■ Extract to read
Paddy Tally heads back to All-Ireland final this weekend. Michael McMullan looks at what he has brought to Kerry’s challenge.
ONLY Darren McCurry and Cormac Costello have managed to score a goal from play against Kerry this year.
The fact both moments could be argued as contenders for goal of the year speaks volumes for the Kingdom’s latest Jack O’Connor version, one with Paddy Tally’s coaching brain at its epicentre.
Kerry’s blueprint revolves around centre-back Tadhg Morley sitting deeper than a dedicated sweeper.
The Templenoe man was the player closing down both McCurry and Costello as they hit the net. He was back to cover the danger as Monaghan poured forward in search of a consolation goal in Inniskeen and was wrongly adjudged to have touched the ball on the ground leading to Conor McManus’ goal from a penalty, the only other goal Kerry have conceded in 2022.
Former Kerry defender and manager Éamonn Fitzmaurice saw the miserly defensive signs as early as January’s 2-23 to 0-6 home win over Limerick in the McGrath Cup.
“Straightaway, you could see there was a strong defensive shape,” recalled Fitzmaurice of Kerry’s first game of the season, noting how their defenders moved as play developed down one wing.
“The players on the other side, they are cheating into the middle to help out and leaving their man out wide. If their men become a threat they push out.”
It was simple, yet massive.
The Morley role as a sitter is one favoured by Jack O’Connor, who had Fitzmaurice, Seamus Moynihan and Eoin Brosnan sitting in the defensive armchair berth in the past.
For Fitzmaurice, he has noticed another standout improvement during the season.
“Whether it’s confidence or experience, or the Paddy Tally factor, but the backs and their one on one defensive skills, they seem to have all really improved.”
The Kerry players have developed physically, with Armagh native Jason McGahan as their Head of Athletic Performance, and their footballing ability has followed in tandem with the stars of their golden minor generation.
“Obviously Paddy Tally is having an influence there too, I think all of the backs have improved their defensive game,” Fitzmaurice reiterated.
He draws a contrast with Kerry getting turned over in last year by Tyrone in the All-Ireland semi-final after hitting the Red Hands for six goals in their Killarney league mauling.
“The first goal Conor McKenna scored against Kerry last year (in the semi-final) came when they were wide open and it was walked into the net,” Fitzmaurice added.
“The pattern of this year is conceding so few. It has been hugely successful…if you look over the last 20 years, Kerry would’ve always scored goals but there’d be goals at the other end.”
Fitzmaurice wasn’t surprised to see Tally drafted in by Jack O’Connor, highlighting how Kerry were “fairly pragmatic” about change. If the knowledge isn’t inside the county they’ll go searching, like his own addition of current Galway selector Cian O’Neill from Kildare to help with the Sports Science side of their 2014 winning team.
Waterford man Pat Flanagan’s running expertise tuned an IT Tralee team that dominated the Sigerson Cup in the 1990s and was taken on board with O’Connor in Kerry.
The same can be said for Paddy Tally who was mooted to be joining Jack O’Connor in Kildare before the current Kerry gig was the dangling carrot.

■ Set problem A
Copy the passage of the Kerry defense article between "Former Kerry defender" and "down one wing.", inclusive.

■ Record set

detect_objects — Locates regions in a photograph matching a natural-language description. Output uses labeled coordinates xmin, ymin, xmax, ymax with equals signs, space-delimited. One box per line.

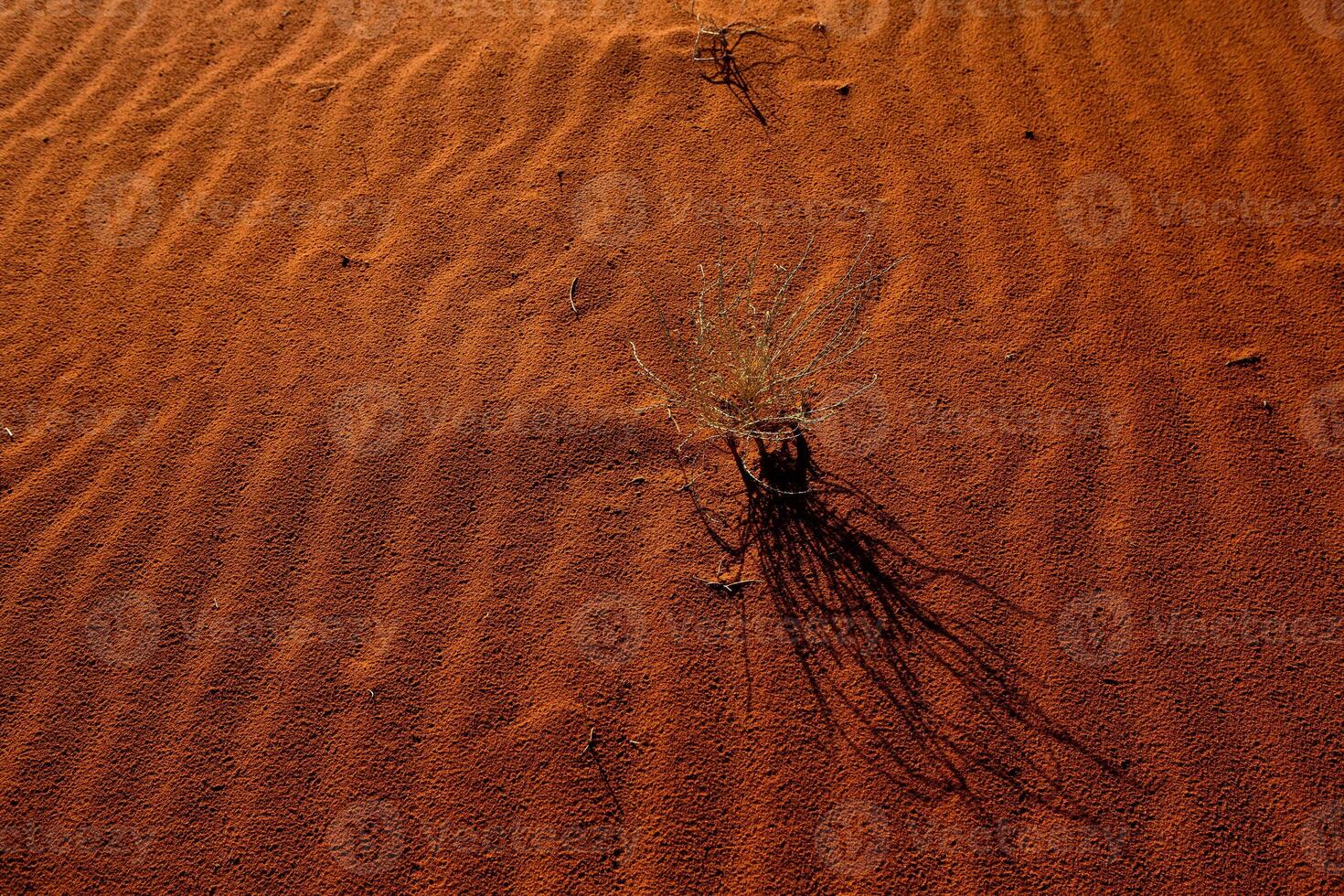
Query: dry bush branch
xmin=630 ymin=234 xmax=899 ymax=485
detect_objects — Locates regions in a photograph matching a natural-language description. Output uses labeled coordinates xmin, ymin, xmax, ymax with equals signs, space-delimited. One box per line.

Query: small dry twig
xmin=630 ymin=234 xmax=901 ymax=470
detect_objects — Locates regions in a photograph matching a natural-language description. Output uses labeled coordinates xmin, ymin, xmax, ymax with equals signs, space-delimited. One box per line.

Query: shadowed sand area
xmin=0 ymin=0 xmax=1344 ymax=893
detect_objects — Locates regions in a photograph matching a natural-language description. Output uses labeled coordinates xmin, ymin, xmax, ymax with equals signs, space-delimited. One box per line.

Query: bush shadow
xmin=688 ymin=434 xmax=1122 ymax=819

■ Set problem B
Repeat the lines of the listing between its first line and the line holding "xmin=630 ymin=234 xmax=899 ymax=485", inclusive, and omit the pictures.

■ Exercise response A
Former Kerry defender and manager Éamonn Fitzmaurice saw the miserly defensive signs as early as January’s 2-23 to 0-6 home win over Limerick in the McGrath Cup.
“Straightaway, you could see there was a strong defensive shape,” recalled Fitzmaurice of Kerry’s first game of the season, noting how their defenders moved as play developed down one wing.

■ Exercise response B
detect_objects — Locates regions in a photograph matching a natural-language description. Output uses labeled coordinates xmin, ymin, xmax, ymax with equals signs, space-delimited. One box per line.

Query: dry bush branch
xmin=630 ymin=234 xmax=899 ymax=485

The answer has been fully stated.